PROBLEM STATEMENT:
For the material below, return exactly the lines starting at the line containing "Target: extended arm" and ending at the line containing "Target: racket strings", both ends included, and no others.
—————
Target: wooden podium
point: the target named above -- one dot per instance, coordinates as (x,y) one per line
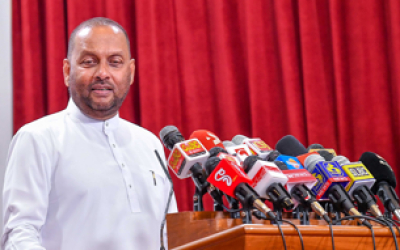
(217,231)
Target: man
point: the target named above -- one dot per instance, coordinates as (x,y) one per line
(84,178)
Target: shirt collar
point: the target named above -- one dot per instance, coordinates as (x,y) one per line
(77,116)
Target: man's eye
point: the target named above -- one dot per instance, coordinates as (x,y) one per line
(116,61)
(88,61)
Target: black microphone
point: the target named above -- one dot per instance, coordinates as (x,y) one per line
(385,181)
(331,176)
(315,146)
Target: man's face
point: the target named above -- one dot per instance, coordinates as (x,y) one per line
(100,71)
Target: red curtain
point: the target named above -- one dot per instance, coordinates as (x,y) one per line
(324,71)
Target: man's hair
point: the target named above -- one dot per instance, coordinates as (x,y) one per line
(95,22)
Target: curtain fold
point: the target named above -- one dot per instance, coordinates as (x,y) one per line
(324,71)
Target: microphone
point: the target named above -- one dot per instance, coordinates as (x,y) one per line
(315,146)
(207,138)
(230,179)
(385,181)
(272,155)
(331,179)
(256,145)
(289,145)
(331,183)
(300,181)
(267,181)
(223,154)
(184,154)
(290,161)
(240,151)
(361,181)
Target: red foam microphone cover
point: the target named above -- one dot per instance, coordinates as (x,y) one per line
(207,138)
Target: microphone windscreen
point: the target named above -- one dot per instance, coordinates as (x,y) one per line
(210,164)
(249,162)
(238,139)
(228,144)
(170,135)
(216,150)
(207,138)
(315,146)
(289,145)
(281,165)
(379,168)
(342,160)
(273,155)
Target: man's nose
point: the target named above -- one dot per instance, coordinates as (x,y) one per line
(102,72)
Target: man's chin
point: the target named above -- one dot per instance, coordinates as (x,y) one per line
(102,106)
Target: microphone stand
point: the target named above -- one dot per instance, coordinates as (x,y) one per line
(198,200)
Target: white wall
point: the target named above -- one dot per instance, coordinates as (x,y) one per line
(5,90)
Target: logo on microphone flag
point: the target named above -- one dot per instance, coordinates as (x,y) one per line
(327,173)
(226,176)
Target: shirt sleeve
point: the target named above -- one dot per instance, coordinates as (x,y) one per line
(26,189)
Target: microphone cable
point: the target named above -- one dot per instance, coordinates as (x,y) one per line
(298,232)
(331,231)
(282,235)
(382,222)
(392,222)
(162,247)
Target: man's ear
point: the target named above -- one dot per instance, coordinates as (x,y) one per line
(66,71)
(132,68)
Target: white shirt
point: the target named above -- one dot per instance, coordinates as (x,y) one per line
(75,183)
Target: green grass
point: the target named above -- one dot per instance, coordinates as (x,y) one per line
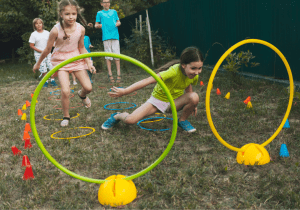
(199,172)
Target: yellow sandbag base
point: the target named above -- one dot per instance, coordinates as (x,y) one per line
(254,154)
(116,191)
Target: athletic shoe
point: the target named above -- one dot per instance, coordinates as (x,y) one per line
(110,122)
(53,83)
(46,84)
(186,125)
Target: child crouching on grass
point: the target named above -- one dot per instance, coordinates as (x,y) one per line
(178,77)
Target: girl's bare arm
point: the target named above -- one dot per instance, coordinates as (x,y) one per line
(31,45)
(52,37)
(82,50)
(118,92)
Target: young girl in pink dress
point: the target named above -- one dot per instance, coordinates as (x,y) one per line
(68,36)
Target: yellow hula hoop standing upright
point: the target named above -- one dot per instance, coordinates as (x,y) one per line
(209,87)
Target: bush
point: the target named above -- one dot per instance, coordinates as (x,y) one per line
(137,46)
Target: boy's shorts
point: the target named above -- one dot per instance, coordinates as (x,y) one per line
(112,45)
(45,63)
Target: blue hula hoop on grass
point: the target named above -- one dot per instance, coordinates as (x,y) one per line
(134,105)
(151,118)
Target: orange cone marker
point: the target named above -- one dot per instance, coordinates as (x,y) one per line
(27,144)
(27,103)
(247,100)
(20,113)
(249,105)
(28,173)
(27,127)
(26,136)
(16,151)
(23,117)
(227,95)
(25,161)
(24,107)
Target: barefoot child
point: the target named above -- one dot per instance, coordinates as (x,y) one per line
(68,36)
(178,79)
(38,42)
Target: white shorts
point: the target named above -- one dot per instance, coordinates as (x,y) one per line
(45,63)
(112,45)
(160,105)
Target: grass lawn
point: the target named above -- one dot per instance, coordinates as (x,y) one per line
(198,173)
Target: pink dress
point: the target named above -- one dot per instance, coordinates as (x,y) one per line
(65,49)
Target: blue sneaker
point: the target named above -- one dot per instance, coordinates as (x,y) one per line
(46,84)
(110,122)
(186,125)
(53,83)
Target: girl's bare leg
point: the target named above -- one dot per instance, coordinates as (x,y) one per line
(63,78)
(85,82)
(73,77)
(144,110)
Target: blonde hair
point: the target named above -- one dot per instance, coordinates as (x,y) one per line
(34,22)
(61,6)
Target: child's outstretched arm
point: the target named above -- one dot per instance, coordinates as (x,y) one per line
(118,92)
(31,45)
(47,50)
(82,50)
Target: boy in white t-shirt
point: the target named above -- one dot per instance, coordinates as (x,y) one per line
(38,42)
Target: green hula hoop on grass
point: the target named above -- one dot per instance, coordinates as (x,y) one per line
(102,54)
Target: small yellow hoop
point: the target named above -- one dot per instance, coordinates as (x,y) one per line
(75,137)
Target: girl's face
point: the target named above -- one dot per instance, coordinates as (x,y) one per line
(192,69)
(38,25)
(69,15)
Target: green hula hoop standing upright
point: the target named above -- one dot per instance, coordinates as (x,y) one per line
(102,54)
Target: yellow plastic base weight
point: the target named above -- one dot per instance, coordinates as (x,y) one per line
(116,191)
(254,154)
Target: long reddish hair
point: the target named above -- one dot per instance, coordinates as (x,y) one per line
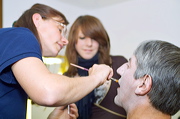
(93,28)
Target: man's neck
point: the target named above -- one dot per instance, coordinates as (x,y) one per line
(147,113)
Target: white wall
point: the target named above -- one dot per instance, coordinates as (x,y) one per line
(128,23)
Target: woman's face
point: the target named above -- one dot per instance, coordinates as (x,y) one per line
(86,47)
(51,37)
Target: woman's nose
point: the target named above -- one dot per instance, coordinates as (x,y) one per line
(64,40)
(121,69)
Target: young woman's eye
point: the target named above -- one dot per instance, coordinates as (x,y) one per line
(82,38)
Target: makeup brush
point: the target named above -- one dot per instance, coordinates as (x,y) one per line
(88,70)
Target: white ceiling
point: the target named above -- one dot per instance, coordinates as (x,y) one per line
(92,4)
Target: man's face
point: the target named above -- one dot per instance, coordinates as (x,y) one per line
(126,82)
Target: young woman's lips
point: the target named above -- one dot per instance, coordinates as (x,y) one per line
(87,50)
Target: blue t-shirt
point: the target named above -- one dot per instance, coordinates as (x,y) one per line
(15,44)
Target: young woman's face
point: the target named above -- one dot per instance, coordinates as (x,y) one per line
(86,47)
(51,37)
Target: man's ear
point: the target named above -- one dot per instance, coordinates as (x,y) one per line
(36,19)
(144,86)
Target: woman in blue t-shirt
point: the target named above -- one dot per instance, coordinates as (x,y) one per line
(40,31)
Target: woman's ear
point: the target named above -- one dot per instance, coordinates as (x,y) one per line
(36,19)
(144,86)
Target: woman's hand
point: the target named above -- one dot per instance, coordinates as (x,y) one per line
(62,112)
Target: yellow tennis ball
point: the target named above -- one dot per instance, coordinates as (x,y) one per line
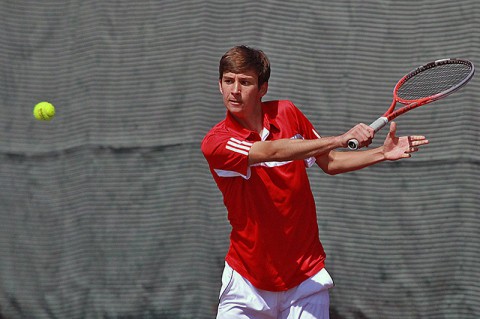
(44,111)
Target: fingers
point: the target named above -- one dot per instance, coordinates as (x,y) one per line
(393,128)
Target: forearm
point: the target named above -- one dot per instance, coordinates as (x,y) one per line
(291,149)
(341,162)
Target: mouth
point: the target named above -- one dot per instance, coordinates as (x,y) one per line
(235,102)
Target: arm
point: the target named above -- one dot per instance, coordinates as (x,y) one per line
(289,149)
(394,148)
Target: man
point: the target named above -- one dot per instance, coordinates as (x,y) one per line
(258,157)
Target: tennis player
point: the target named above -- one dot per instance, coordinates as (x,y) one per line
(258,155)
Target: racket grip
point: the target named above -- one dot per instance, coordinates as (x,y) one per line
(376,125)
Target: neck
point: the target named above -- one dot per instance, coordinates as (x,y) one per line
(252,122)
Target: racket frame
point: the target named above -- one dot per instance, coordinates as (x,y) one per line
(390,114)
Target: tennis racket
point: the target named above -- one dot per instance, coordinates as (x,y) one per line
(425,84)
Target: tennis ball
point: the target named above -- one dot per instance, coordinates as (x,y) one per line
(44,111)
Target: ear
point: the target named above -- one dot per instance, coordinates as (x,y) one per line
(263,89)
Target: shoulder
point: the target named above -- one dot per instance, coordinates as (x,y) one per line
(216,132)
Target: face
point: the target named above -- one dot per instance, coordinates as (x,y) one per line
(241,94)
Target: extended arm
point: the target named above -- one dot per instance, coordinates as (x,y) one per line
(291,149)
(394,148)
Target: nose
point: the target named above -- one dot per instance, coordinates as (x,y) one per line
(236,87)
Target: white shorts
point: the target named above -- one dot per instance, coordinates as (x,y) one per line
(239,299)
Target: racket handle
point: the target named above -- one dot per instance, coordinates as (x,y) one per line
(376,125)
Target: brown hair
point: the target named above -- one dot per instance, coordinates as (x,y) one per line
(243,58)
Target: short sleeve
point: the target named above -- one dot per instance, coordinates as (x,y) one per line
(226,155)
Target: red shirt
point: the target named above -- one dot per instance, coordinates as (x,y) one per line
(274,241)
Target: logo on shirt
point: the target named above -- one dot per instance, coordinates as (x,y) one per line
(242,147)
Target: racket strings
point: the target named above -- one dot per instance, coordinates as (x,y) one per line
(434,81)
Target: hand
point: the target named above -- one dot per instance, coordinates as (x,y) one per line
(361,132)
(395,148)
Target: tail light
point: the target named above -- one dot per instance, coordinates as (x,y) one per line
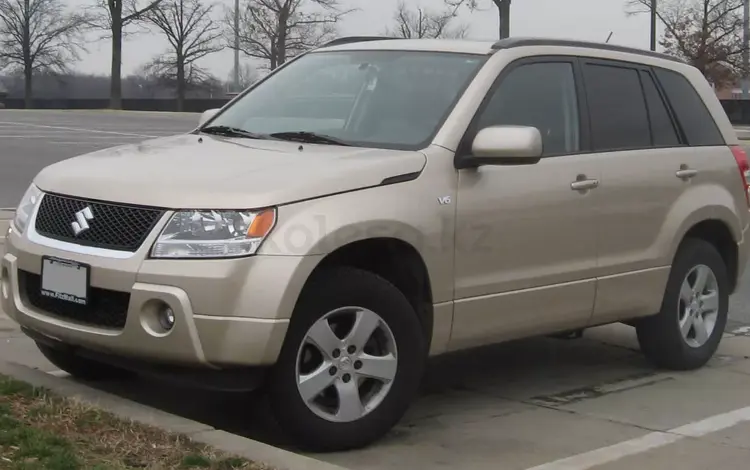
(740,156)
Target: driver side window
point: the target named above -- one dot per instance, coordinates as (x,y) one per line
(542,95)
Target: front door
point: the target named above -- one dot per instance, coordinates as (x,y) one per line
(526,242)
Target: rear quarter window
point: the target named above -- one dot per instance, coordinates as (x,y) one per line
(691,112)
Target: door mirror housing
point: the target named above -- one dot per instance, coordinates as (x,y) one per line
(206,115)
(506,145)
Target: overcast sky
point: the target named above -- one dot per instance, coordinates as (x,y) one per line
(578,19)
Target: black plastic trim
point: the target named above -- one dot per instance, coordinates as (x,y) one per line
(400,178)
(522,42)
(354,39)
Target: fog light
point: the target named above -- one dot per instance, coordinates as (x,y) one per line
(166,318)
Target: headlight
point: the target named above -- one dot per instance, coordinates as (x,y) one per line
(26,207)
(214,234)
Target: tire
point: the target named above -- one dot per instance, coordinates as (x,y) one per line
(661,337)
(81,367)
(315,427)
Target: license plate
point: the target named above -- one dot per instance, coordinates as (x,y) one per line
(65,280)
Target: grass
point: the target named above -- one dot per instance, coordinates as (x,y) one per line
(41,431)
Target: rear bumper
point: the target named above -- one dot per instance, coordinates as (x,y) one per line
(743,256)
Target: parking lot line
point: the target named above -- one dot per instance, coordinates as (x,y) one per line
(648,442)
(74,129)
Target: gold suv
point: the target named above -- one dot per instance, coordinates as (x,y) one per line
(377,201)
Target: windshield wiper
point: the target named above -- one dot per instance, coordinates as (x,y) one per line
(228,131)
(309,137)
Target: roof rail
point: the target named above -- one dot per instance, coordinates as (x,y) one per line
(520,42)
(353,39)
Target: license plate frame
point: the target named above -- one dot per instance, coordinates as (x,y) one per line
(53,283)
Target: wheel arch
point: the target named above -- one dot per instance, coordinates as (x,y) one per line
(719,234)
(393,259)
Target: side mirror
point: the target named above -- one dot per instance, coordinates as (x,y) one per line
(501,145)
(207,114)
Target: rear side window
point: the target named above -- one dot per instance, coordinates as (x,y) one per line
(662,128)
(691,111)
(619,119)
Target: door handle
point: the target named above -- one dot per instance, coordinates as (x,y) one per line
(582,184)
(685,173)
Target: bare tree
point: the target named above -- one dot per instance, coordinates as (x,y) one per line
(38,36)
(248,76)
(277,30)
(421,23)
(162,71)
(705,33)
(503,10)
(114,17)
(192,35)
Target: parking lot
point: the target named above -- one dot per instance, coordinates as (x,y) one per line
(541,403)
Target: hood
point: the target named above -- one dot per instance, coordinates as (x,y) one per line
(206,172)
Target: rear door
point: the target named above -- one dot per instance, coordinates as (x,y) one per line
(649,158)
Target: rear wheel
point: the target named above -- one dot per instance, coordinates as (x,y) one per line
(688,330)
(351,363)
(81,367)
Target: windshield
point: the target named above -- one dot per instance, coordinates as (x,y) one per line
(382,99)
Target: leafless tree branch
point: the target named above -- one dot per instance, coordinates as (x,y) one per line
(421,23)
(117,18)
(705,33)
(192,35)
(277,30)
(38,36)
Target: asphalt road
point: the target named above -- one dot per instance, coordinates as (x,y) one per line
(32,140)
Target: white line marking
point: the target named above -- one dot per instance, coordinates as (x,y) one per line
(74,129)
(648,442)
(58,136)
(58,373)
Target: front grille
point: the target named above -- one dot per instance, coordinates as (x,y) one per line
(106,308)
(113,226)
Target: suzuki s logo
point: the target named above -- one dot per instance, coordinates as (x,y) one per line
(81,224)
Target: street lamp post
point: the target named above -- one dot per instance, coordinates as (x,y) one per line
(653,25)
(503,7)
(745,50)
(236,45)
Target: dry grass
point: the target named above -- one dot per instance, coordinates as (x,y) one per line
(41,431)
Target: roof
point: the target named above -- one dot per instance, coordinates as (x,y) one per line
(437,45)
(477,47)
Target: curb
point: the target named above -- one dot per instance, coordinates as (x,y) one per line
(201,433)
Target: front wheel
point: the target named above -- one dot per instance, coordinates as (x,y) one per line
(687,331)
(351,363)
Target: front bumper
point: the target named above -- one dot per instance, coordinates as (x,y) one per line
(228,313)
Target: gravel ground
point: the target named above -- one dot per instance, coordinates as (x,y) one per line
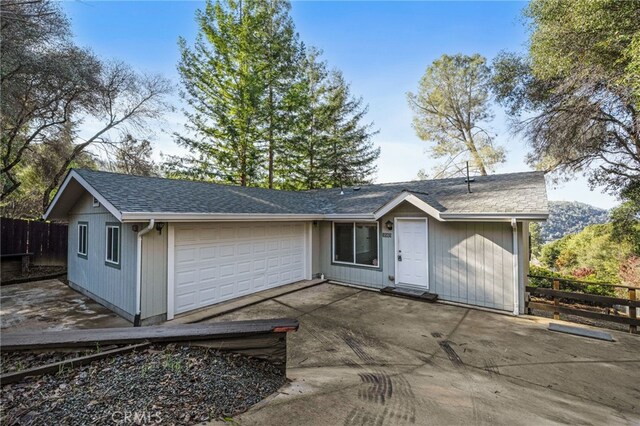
(161,385)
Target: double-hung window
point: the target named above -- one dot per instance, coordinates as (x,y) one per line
(83,238)
(356,243)
(113,245)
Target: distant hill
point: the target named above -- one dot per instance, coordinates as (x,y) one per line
(569,217)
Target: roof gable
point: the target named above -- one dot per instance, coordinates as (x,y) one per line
(139,198)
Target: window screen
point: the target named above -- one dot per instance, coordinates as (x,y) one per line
(113,244)
(343,240)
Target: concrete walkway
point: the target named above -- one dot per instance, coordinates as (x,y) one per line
(51,305)
(362,358)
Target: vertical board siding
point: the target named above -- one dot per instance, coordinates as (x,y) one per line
(469,262)
(113,285)
(472,263)
(154,273)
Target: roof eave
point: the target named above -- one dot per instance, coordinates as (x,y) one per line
(76,176)
(493,217)
(216,217)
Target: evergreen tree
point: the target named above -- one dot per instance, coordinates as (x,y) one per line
(331,147)
(264,111)
(221,77)
(282,54)
(307,102)
(351,156)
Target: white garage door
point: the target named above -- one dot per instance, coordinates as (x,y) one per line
(220,261)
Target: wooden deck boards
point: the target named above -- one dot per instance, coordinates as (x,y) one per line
(130,335)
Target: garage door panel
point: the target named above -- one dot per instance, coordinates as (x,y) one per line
(217,262)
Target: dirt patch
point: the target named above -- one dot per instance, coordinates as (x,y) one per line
(35,273)
(163,384)
(17,361)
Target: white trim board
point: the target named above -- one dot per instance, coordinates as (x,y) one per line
(74,175)
(171,247)
(395,247)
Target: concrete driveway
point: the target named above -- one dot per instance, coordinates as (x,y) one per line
(361,358)
(51,305)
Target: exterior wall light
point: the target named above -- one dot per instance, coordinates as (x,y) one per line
(159,227)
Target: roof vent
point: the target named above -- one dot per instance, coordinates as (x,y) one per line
(468,180)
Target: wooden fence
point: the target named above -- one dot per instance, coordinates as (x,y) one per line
(45,242)
(555,295)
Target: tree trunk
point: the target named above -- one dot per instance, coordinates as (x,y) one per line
(271,141)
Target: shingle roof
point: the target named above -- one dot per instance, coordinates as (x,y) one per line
(504,193)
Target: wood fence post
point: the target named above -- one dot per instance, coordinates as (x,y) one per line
(633,311)
(556,301)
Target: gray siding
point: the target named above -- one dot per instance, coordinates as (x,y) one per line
(361,275)
(469,262)
(472,263)
(114,286)
(154,273)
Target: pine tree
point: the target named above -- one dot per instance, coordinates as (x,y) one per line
(351,155)
(281,56)
(222,81)
(264,111)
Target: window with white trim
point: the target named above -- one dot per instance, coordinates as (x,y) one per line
(113,244)
(83,237)
(356,243)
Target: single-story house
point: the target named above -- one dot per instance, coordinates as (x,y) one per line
(151,248)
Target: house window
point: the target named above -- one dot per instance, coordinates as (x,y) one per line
(83,228)
(113,245)
(355,243)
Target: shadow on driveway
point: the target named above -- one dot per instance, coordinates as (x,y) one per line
(362,358)
(51,305)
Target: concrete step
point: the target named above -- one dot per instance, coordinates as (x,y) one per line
(410,293)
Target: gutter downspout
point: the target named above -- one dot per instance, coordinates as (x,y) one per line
(516,269)
(136,319)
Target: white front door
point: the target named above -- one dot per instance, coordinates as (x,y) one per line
(411,252)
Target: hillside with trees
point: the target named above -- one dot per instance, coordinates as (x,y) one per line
(570,217)
(594,254)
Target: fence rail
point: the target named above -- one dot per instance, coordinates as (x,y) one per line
(46,243)
(557,295)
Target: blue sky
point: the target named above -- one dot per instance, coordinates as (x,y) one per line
(382,48)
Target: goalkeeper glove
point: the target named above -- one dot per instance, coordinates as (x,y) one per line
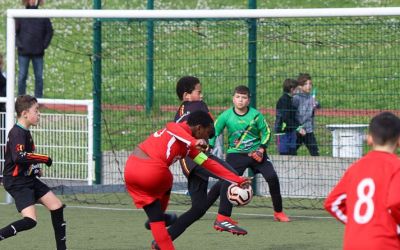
(35,170)
(257,155)
(49,162)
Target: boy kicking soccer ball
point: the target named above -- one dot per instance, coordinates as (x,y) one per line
(21,174)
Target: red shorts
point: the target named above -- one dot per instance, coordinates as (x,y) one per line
(147,180)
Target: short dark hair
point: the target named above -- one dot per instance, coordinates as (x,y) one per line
(24,102)
(289,84)
(186,84)
(385,128)
(303,78)
(200,118)
(241,89)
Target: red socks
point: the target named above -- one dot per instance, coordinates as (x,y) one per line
(161,235)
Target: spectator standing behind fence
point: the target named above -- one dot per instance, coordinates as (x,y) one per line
(3,85)
(33,36)
(305,105)
(286,123)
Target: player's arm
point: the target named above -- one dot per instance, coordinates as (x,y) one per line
(177,130)
(335,203)
(217,169)
(265,131)
(394,197)
(20,156)
(49,34)
(265,137)
(219,126)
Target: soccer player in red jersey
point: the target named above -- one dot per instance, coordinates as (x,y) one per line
(367,198)
(147,175)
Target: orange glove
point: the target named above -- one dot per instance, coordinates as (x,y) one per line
(257,155)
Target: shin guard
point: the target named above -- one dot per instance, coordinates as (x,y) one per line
(161,235)
(59,226)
—————
ANSWER FOR THE TASK:
Target: extended arm
point: the target named above -- one dot per instance, coordinates as (x,y) one per line
(291,149)
(394,148)
Target: nose
point: the target named above -- one dot per instance, coordinates as (x,y) one per line
(236,87)
Target: white shorts
point: the target named above -- one dot per instance, coordinates as (x,y) one per line
(239,299)
Target: racket handle
point: the target named above -- one dot per instance, coordinates as (x,y) one per line
(376,125)
Target: brown hair
point: the target named above -- one dot per instance, coordinates as (x,y) one per line
(243,58)
Target: short sleeve
point: the target named above -- one dot per instance, coordinates as (x,y) one per line
(226,155)
Target: red shirt
point: the target named above -- one dot per instance, coordinates as (x,y) one per line
(274,241)
Target: logo on shirt
point: the target named above -- one dot per instance, coordinates as (x,y) one per line
(242,147)
Target: racket strings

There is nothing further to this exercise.